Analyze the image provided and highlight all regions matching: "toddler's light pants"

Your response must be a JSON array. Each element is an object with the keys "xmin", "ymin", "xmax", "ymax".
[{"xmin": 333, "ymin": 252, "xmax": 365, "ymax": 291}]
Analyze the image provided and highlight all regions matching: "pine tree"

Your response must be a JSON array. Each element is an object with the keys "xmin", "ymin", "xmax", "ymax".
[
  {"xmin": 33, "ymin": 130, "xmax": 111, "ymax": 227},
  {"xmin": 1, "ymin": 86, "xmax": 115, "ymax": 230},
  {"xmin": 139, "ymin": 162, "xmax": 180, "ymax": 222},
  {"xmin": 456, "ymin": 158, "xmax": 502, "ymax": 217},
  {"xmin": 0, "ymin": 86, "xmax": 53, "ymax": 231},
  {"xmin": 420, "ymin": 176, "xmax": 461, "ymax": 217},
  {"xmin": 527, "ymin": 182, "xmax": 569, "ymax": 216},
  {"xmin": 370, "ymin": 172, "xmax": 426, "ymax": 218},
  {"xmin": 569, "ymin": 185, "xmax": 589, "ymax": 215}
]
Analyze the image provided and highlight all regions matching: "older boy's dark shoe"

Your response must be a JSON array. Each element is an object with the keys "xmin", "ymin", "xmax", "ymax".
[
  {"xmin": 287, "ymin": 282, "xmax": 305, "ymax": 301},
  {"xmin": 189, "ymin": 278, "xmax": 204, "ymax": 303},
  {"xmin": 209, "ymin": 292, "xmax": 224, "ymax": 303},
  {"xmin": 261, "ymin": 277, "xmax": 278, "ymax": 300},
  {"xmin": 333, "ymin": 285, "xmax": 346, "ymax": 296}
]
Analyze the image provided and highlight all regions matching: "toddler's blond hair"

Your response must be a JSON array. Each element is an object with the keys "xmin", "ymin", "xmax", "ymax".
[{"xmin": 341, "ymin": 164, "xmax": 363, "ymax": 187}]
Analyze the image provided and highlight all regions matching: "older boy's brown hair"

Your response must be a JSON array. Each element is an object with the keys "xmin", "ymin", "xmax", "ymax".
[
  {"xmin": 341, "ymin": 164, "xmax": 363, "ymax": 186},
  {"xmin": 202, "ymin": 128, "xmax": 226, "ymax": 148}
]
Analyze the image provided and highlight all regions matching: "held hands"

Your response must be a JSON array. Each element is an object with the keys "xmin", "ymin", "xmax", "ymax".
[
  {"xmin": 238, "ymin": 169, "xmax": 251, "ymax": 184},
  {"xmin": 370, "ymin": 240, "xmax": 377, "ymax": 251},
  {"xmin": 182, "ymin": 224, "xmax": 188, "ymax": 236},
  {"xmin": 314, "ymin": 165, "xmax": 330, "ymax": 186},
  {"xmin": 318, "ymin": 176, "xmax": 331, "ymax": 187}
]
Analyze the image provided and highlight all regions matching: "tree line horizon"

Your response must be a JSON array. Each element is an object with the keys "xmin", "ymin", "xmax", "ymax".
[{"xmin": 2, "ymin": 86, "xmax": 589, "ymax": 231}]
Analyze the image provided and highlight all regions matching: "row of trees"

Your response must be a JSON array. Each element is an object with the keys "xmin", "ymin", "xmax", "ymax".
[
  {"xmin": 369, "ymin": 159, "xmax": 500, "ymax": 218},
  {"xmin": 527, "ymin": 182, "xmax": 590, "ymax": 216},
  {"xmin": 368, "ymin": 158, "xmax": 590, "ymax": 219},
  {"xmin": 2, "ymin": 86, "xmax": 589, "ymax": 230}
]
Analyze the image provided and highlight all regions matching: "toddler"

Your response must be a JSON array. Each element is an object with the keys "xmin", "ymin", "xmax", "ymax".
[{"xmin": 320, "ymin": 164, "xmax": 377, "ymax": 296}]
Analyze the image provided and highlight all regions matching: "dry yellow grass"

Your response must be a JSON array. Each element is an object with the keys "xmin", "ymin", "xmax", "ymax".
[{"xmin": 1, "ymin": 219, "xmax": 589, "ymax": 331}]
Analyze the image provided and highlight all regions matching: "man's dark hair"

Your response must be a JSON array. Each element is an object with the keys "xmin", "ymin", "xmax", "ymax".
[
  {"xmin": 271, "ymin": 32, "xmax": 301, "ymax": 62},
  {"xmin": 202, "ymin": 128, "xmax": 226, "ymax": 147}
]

********************

• **What the exercise asks**:
Copy every entry exactly as it is given.

• **Your solution**:
Analyze the image provided and highlight all regions matching: "toddler's light pants"

Your response must be a JSON array. Each element is an object with the keys "xmin", "ymin", "xmax", "ymax".
[{"xmin": 333, "ymin": 252, "xmax": 365, "ymax": 291}]
Analyze the image provided and highlight all regions matching: "pine tree"

Your response must be a JSON array. Each element is an object with the keys "xmin", "ymin", "xmax", "ymax".
[
  {"xmin": 33, "ymin": 130, "xmax": 111, "ymax": 227},
  {"xmin": 1, "ymin": 86, "xmax": 115, "ymax": 230},
  {"xmin": 139, "ymin": 162, "xmax": 180, "ymax": 222},
  {"xmin": 456, "ymin": 158, "xmax": 502, "ymax": 217},
  {"xmin": 0, "ymin": 86, "xmax": 53, "ymax": 231},
  {"xmin": 420, "ymin": 176, "xmax": 461, "ymax": 217},
  {"xmin": 527, "ymin": 182, "xmax": 569, "ymax": 216},
  {"xmin": 370, "ymin": 172, "xmax": 426, "ymax": 218},
  {"xmin": 569, "ymin": 185, "xmax": 589, "ymax": 215}
]
Analyze the image provided and highlight all regions matching: "older boy's dark shoe"

Your response must be a JSON array. Each element is an object with the keys "xmin", "ymin", "xmax", "ymax".
[
  {"xmin": 287, "ymin": 282, "xmax": 305, "ymax": 301},
  {"xmin": 189, "ymin": 278, "xmax": 204, "ymax": 303},
  {"xmin": 209, "ymin": 292, "xmax": 224, "ymax": 303},
  {"xmin": 261, "ymin": 277, "xmax": 278, "ymax": 300},
  {"xmin": 333, "ymin": 285, "xmax": 346, "ymax": 296}
]
Analyze the image provided and highlight all regions matching: "toddler's blond hair"

Your response must be a JSON array. Each element is an object with the keys "xmin", "ymin", "xmax", "ymax".
[{"xmin": 341, "ymin": 164, "xmax": 363, "ymax": 187}]
Analyze the image provided and highlight all regions matching: "older boy's brown hair"

Your response must be a JSON array. Each element is an object with the keys "xmin", "ymin", "xmax", "ymax".
[
  {"xmin": 341, "ymin": 164, "xmax": 363, "ymax": 186},
  {"xmin": 202, "ymin": 128, "xmax": 226, "ymax": 148}
]
Analyze the image provided and highlight all regions matching: "held hands"

Your response must be a JSON array. Each element is an object with the keys "xmin", "ymin", "xmax", "ymax".
[
  {"xmin": 238, "ymin": 169, "xmax": 251, "ymax": 184},
  {"xmin": 370, "ymin": 240, "xmax": 377, "ymax": 251},
  {"xmin": 182, "ymin": 224, "xmax": 188, "ymax": 236},
  {"xmin": 314, "ymin": 165, "xmax": 330, "ymax": 186},
  {"xmin": 318, "ymin": 176, "xmax": 331, "ymax": 187}
]
Analyze the image provided and highlight all regions matching: "tree line horizon"

Your response must be a JSON array. Each element is an object with the keys "xmin", "ymin", "xmax", "ymax".
[{"xmin": 2, "ymin": 86, "xmax": 589, "ymax": 231}]
Analyze the image provided and highlight all regions matching: "row of trees"

Your response must be a JSON array. Each element is an object with the keys "xmin", "ymin", "xmax", "ymax".
[
  {"xmin": 369, "ymin": 159, "xmax": 500, "ymax": 218},
  {"xmin": 527, "ymin": 182, "xmax": 590, "ymax": 216},
  {"xmin": 368, "ymin": 158, "xmax": 590, "ymax": 219},
  {"xmin": 2, "ymin": 86, "xmax": 589, "ymax": 230}
]
Analyze the image provided and highlight all regions matching: "toddler"

Your response must be a JSON array. Each element is an object with the keys "xmin", "ymin", "xmax", "ymax".
[{"xmin": 320, "ymin": 164, "xmax": 377, "ymax": 296}]
Analyze the image provided and highlight all regions matching: "dry yellow grass"

Your response must be a JSON array. Each element is an object with the keys "xmin", "ymin", "xmax", "ymax".
[{"xmin": 1, "ymin": 219, "xmax": 589, "ymax": 331}]
Analyze the image provided and highlight all regions matching: "man's dark hair"

Your response must be a JSON array. Each element is an object with the keys "xmin", "ymin", "xmax", "ymax".
[
  {"xmin": 271, "ymin": 32, "xmax": 301, "ymax": 62},
  {"xmin": 202, "ymin": 128, "xmax": 226, "ymax": 147}
]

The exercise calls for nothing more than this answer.